(Dataset excerpts)
◆ ◆ ◆ ◆

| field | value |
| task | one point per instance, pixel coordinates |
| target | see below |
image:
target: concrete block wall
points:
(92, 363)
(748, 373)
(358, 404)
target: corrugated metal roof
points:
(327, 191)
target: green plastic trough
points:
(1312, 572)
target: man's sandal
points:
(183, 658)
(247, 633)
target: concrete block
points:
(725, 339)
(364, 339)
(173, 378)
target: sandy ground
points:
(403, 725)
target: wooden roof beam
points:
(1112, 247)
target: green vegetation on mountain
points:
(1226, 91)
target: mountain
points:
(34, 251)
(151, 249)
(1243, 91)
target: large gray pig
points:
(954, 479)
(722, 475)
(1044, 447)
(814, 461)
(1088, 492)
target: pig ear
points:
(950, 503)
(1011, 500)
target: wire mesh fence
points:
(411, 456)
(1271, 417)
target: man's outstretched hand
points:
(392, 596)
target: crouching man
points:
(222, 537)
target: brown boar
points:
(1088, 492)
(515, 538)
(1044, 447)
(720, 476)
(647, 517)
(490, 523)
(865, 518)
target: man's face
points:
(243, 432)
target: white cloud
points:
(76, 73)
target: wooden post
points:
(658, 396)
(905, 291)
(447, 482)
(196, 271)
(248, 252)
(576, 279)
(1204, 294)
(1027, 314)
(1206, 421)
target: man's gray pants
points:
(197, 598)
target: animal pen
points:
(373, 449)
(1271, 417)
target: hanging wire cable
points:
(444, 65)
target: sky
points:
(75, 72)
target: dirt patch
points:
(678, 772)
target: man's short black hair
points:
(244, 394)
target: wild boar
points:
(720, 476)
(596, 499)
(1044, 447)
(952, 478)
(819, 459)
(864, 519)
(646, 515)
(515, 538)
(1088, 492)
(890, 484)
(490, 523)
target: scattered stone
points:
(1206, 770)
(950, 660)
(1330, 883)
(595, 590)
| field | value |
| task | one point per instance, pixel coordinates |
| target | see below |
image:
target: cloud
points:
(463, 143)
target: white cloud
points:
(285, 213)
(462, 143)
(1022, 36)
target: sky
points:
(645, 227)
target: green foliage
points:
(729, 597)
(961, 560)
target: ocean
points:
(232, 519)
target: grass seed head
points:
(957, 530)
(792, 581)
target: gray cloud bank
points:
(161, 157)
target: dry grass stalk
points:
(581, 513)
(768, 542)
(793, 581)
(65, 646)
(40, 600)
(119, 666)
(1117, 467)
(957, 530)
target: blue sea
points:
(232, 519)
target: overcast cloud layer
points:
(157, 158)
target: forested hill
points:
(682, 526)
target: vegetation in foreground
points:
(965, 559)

◆ ◆ ◆ ◆

Exercise.
All of the data above needs to be retyped exactly, with each line as it stands.

Exercise solution.
| field | value |
| task | one point per instance, pixel coordinates |
| target | see below |
image:
target: concrete block wall
points:
(92, 363)
(748, 373)
(358, 404)
target: corrugated metal roof
points:
(327, 191)
target: green plastic trough
points:
(1312, 572)
target: man's sandal
points:
(183, 658)
(247, 633)
target: concrete block
points:
(725, 339)
(364, 339)
(173, 378)
target: sandy ground
points:
(403, 725)
target: wooden roof beam
points:
(1112, 247)
target: green vegetation on mountain
points:
(1226, 91)
target: mountain
points:
(34, 251)
(151, 249)
(1243, 91)
target: large gray pig
points:
(954, 479)
(722, 475)
(1044, 447)
(814, 461)
(1088, 492)
target: pig ear
points:
(950, 503)
(1011, 500)
target: wire mesh fence
points:
(411, 456)
(1271, 417)
target: man's outstretched hand
points:
(392, 596)
target: crouching man
points:
(222, 537)
target: brown boar
points:
(1088, 492)
(515, 538)
(1044, 447)
(720, 476)
(647, 517)
(490, 523)
(865, 518)
target: man's face
points:
(243, 432)
target: white cloud
points:
(76, 73)
target: wooden post
points:
(658, 396)
(905, 291)
(447, 482)
(196, 271)
(248, 252)
(576, 279)
(1204, 294)
(1027, 314)
(1206, 421)
target: man's gray pants
points:
(197, 598)
target: animal pen
points:
(373, 449)
(1271, 417)
target: hanging wire cable
points:
(444, 65)
target: sky
points:
(75, 72)
target: dirt patch
points:
(678, 772)
target: man's short black hair
points:
(244, 394)
target: wild boar
points:
(720, 476)
(596, 499)
(1044, 447)
(952, 478)
(819, 459)
(864, 519)
(646, 515)
(515, 538)
(1088, 492)
(890, 484)
(490, 523)
target: scattered stone
points:
(1206, 770)
(950, 660)
(1330, 883)
(595, 590)
| field | value |
| task | one point per instance, pixel coordinates |
| target | see below |
image:
target: cloud
points:
(463, 143)
target: white cloud
points:
(285, 213)
(462, 143)
(1022, 36)
target: sky
points:
(645, 227)
target: green foliage
points:
(729, 597)
(961, 560)
target: ocean
points:
(232, 519)
target: grass seed head
points:
(957, 530)
(792, 581)
target: gray cloud bank
points:
(161, 157)
target: dry grass stalk
points:
(581, 513)
(768, 542)
(793, 581)
(65, 646)
(40, 600)
(119, 666)
(1117, 467)
(957, 530)
target: blue sea
points:
(232, 519)
target: overcast cloud layer
points:
(157, 158)
target: forested hill
points:
(682, 526)
target: vegetation in foreground
points:
(965, 559)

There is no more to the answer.